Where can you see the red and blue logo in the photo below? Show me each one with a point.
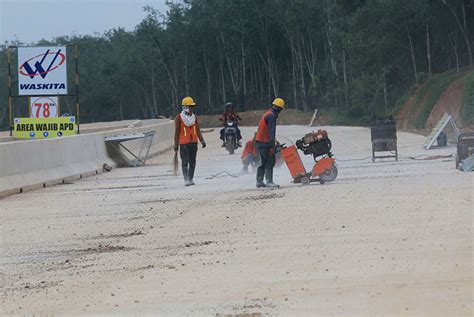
(55, 60)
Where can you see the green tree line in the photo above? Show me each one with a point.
(356, 57)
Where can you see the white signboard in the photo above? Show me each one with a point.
(42, 71)
(44, 107)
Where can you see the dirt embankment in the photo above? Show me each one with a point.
(449, 101)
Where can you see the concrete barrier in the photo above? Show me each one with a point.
(32, 164)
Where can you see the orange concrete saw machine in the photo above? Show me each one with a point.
(316, 144)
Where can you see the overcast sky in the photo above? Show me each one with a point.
(32, 20)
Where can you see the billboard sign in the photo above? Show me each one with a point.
(44, 107)
(43, 128)
(42, 71)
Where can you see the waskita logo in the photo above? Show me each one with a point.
(42, 70)
(55, 59)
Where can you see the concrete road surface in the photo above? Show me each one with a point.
(386, 238)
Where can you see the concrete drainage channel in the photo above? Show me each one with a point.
(33, 164)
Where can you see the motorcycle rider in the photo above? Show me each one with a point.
(266, 143)
(230, 115)
(187, 133)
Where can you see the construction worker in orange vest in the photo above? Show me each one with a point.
(266, 143)
(187, 133)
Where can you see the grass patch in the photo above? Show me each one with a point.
(467, 105)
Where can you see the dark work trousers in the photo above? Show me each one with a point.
(188, 153)
(267, 163)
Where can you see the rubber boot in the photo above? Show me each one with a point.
(186, 175)
(269, 179)
(260, 174)
(191, 175)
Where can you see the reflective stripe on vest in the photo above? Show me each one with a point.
(262, 131)
(188, 135)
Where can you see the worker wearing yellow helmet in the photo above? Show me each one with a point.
(186, 136)
(266, 142)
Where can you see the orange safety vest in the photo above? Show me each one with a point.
(187, 134)
(262, 131)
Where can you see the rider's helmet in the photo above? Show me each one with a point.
(188, 102)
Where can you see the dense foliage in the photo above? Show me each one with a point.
(356, 57)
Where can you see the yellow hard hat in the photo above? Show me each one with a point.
(278, 102)
(188, 102)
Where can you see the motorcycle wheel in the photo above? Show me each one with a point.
(329, 175)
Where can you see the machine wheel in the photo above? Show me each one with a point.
(329, 175)
(305, 181)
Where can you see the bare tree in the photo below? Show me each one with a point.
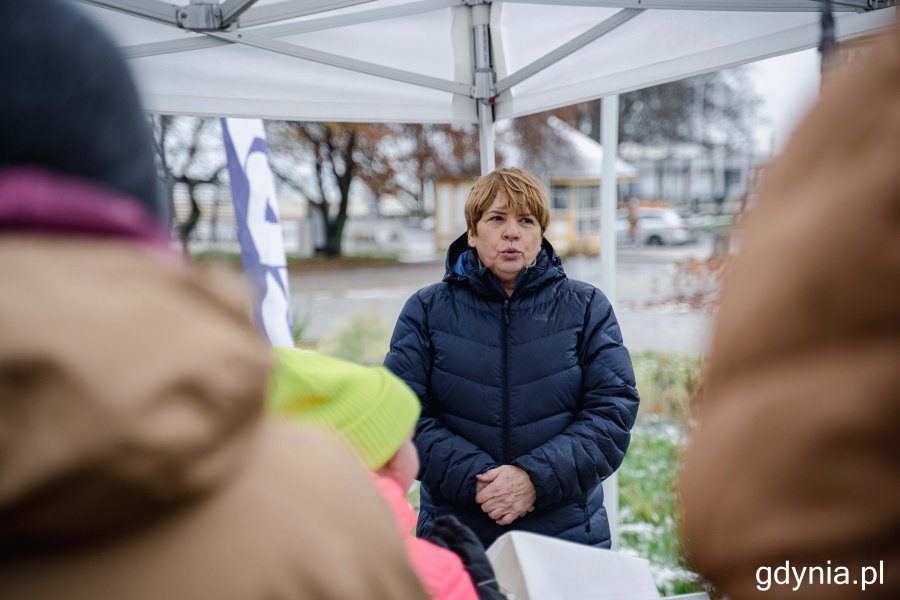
(187, 157)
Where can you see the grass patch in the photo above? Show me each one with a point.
(648, 505)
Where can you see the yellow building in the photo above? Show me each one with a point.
(573, 189)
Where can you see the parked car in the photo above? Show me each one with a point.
(656, 227)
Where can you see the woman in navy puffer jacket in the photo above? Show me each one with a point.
(528, 395)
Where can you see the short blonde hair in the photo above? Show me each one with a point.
(524, 194)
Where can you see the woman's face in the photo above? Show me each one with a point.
(506, 242)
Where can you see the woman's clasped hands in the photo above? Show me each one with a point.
(505, 493)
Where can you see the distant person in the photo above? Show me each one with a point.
(634, 221)
(136, 464)
(527, 392)
(791, 485)
(375, 413)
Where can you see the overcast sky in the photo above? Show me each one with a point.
(789, 85)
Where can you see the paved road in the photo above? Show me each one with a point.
(644, 277)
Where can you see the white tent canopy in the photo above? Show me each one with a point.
(454, 61)
(431, 61)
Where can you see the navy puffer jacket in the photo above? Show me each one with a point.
(539, 379)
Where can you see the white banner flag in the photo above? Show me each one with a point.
(259, 229)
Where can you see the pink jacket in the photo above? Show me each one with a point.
(440, 570)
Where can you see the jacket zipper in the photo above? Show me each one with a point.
(505, 382)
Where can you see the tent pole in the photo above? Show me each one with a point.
(609, 136)
(484, 84)
(486, 137)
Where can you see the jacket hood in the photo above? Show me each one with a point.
(464, 267)
(129, 382)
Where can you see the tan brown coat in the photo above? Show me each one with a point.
(797, 453)
(135, 462)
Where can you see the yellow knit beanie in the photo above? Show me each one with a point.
(368, 407)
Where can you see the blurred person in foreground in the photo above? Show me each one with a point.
(136, 463)
(796, 458)
(527, 391)
(374, 412)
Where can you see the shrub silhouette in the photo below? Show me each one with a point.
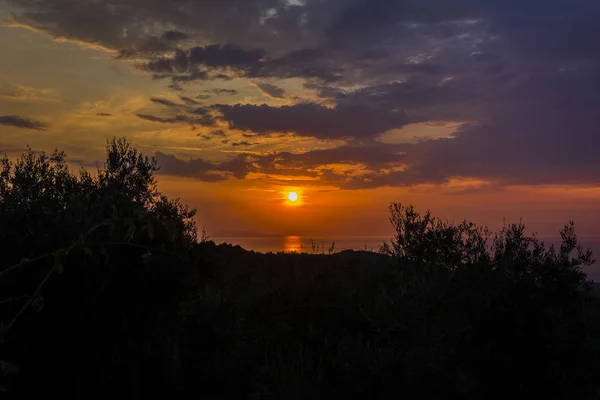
(106, 292)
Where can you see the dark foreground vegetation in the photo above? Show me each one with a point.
(106, 292)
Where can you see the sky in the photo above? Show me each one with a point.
(479, 109)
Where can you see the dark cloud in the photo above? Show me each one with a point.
(174, 36)
(206, 120)
(271, 90)
(22, 122)
(238, 167)
(312, 120)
------------------------------------
=== Exercise aim ===
The lines to repeat start at the one holding "Where can you see the blurred" and run through the last line of the records above; write them out exactly, both ends included, but not the pictures.

=== Expected answer ===
Where can you see the blurred person in foreground in the photo above? Show me each one with a point.
(136, 463)
(796, 458)
(527, 391)
(374, 412)
Where can you see the shrub silhouette in the photo below? Show me each one with a point.
(106, 292)
Where can you see the dark foreground vegetation in the photo above? Show me each one with a point.
(106, 292)
Where can you see the sky in the photo above? Show me each one with a point.
(479, 109)
Where can you see the dark cloud in the photo above? Show me each one with a point.
(174, 36)
(206, 120)
(271, 90)
(22, 122)
(238, 167)
(312, 120)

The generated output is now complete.